■ **Exercise requirements**:
- A) Copy, word for word, the stretch of the Apple and Epic Games court text from "Gonzalez Rogers agreed" through "appealed the ruling.".
- B) Continue the passage about Apple's appeal of the Epic Games court order, beginning right after its final sentence.

■ **Source passage**:
:::::
The court order that required Apple to collect no fees from developers who link to purchases outside of the App Store is unconstitutional, Apple said today in a reply brief directed at Epic Games and filed with the Ninth Circuit Court of Appeals. Apple argues that it has been stripped of its rights to be compensated for its intellectual property in a ruling that sets a dangerous precedent for all companies.


Judge Yvonne Gonzalez Rogers, who has been overseeing the Apple vs. ‌Epic Games‌ lawsuit, first ordered Apple in 2021 to let developers add in-app links directing customers to third-party purchase options on the web. Apple didn't have to implement the changes until 2024, and when it did, Apple charged a 12 to 27 percent fee for purchases made through links in an app. ‌Epic Games‌ went back to the judge and said Apple was charging "unjustified fees" and should be held in contempt of court.

Gonzalez Rogers agreed with Epic and said that Apple was in "willful violation" of the original order. In April 2025, Apple was given a much more specific mandate to allow linking with no fees and no control over how links are presented in an app, which was a win for ‌Epic Games‌ and for other app developers unhappy with paying fees to link out to the web. Apple implemented the changes, but appealed the ruling.
:::::
■ **Dataset records**:
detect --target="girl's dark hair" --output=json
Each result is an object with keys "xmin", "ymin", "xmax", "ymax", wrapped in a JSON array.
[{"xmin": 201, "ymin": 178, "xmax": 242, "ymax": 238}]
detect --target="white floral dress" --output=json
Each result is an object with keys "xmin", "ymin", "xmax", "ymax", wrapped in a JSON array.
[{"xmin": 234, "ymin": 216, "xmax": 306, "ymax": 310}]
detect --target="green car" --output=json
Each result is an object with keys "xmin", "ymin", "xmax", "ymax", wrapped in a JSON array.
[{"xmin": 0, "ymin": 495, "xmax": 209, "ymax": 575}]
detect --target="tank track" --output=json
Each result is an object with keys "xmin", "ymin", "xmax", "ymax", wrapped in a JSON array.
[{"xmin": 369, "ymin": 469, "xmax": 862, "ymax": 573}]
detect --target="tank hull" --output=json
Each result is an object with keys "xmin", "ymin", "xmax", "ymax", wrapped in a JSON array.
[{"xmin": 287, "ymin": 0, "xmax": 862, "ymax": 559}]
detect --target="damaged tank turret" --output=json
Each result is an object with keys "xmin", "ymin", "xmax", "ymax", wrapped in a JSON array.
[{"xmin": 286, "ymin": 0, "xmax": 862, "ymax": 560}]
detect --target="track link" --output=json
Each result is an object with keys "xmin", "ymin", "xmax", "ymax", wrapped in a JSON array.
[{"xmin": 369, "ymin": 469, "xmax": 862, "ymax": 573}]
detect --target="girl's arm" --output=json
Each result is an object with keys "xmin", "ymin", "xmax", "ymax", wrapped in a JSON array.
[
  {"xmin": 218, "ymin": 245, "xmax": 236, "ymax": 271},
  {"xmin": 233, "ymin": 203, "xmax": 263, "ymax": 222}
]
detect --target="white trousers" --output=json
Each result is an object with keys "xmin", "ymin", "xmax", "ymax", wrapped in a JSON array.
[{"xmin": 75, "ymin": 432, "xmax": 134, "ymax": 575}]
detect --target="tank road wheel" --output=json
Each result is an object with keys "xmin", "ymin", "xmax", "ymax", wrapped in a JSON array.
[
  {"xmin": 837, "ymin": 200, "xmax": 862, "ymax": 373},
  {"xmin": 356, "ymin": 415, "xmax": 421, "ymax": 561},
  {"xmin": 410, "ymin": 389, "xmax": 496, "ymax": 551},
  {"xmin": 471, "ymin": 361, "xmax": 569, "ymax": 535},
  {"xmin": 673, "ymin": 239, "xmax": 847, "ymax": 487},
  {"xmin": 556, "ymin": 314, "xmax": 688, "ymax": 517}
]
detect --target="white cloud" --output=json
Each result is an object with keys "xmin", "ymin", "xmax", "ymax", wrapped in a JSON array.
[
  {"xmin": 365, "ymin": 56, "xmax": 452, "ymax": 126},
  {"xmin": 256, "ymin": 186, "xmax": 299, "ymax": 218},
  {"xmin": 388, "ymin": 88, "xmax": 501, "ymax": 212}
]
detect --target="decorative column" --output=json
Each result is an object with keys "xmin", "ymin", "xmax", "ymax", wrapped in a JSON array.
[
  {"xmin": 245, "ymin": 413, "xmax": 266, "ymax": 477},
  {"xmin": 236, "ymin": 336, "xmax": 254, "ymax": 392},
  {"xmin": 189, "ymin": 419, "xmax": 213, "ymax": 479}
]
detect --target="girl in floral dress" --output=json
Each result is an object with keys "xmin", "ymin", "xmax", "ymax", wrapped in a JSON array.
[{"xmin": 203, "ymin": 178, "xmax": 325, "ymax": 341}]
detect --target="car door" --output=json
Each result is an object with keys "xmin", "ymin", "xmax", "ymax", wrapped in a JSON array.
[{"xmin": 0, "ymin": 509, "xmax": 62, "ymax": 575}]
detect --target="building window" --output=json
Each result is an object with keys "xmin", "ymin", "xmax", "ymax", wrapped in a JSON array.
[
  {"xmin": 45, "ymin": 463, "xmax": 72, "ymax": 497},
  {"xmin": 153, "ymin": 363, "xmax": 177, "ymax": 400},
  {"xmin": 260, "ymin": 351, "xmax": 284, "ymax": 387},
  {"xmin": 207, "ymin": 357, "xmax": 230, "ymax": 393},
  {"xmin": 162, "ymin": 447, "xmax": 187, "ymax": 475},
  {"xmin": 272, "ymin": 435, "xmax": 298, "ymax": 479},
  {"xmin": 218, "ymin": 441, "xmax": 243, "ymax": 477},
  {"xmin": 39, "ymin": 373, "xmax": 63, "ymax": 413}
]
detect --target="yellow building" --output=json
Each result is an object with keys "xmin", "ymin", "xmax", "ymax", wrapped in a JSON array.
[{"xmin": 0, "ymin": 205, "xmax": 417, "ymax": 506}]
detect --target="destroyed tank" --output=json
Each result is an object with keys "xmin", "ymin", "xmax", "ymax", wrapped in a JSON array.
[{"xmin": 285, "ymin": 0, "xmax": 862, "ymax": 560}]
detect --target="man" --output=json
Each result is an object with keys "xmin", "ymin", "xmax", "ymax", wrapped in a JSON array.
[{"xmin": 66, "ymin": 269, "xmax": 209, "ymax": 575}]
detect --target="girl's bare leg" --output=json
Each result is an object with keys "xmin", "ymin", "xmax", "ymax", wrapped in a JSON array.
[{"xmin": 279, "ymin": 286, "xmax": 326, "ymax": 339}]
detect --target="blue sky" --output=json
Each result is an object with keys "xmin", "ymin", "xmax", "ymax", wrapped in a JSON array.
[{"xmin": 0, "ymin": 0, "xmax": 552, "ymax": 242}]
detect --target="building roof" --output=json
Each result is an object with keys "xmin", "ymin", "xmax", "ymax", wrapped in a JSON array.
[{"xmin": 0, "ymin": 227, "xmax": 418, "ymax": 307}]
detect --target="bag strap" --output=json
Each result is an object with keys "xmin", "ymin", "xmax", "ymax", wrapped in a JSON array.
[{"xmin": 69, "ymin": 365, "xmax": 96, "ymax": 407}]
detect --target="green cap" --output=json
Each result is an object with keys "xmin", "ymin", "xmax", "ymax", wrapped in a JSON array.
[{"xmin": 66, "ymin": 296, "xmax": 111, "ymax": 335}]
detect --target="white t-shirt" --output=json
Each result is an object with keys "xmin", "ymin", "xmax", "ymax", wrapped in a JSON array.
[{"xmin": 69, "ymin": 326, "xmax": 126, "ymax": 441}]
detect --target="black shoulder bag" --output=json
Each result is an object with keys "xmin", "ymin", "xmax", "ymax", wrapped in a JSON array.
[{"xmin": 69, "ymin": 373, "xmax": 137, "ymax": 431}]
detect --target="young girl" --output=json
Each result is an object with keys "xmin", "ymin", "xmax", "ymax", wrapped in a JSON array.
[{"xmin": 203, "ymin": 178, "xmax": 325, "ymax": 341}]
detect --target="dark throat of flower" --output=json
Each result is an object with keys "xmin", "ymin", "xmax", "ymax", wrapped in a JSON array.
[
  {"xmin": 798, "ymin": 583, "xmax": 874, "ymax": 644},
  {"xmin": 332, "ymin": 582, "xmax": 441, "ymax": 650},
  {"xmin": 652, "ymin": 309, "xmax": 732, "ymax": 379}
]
:::::
■ **Answers**:
- A)
Gonzalez Rogers agreed with Epic and said that Apple was in "willful violation" of the original order. In April 2025, Apple was given a much more specific mandate to allow linking with no fees and no control over how links are presented in an app, which was a win for ‌Epic Games‌ and for other app developers unhappy with paying fees to link out to the web. Apple implemented the changes, but appealed the ruling.

- B)
According to Apple, the 12 to 27 percent fee that it was charging and the rules that it had implemented around link design complied with the original order. The April ruling [PDF] forcing Apple to implement ‌App Store‌ changes said that Apple had not followed the "spirit of the injunction" and had instead used a "dubiously literal interpretation," a point that Epic emphasized in its own filing with the court. In response, Apple argues that this is a weak argument that led to the injunction being expanded beyond what is permissible by law.

The new injunction imposes, in meticulous detail, new design and formatting rules and dictates the messages that Apple may convey to its own users on its own platform. These requirements represent an improper expansion and modification of the original injunction—rather than an attempt to enforce compliance with the original injunction—and violate the First Amendment by forcing Apple to convey messages it disagrees with. Epic doubles down on the district court's emphasis on the "spirit" of the original injunction and Apple’s supposed bad faith, but civil contempt turns on whether a party has violated the actual terms of an injunction—which Epic does not meaningfully try to show


Apple argues that it should be able to ask for compensation for its IP protected technologies, and that the court should have forced compliance with the original injunction instead of rewriting the injunction with new terms that prohibit Apple from collecting fees.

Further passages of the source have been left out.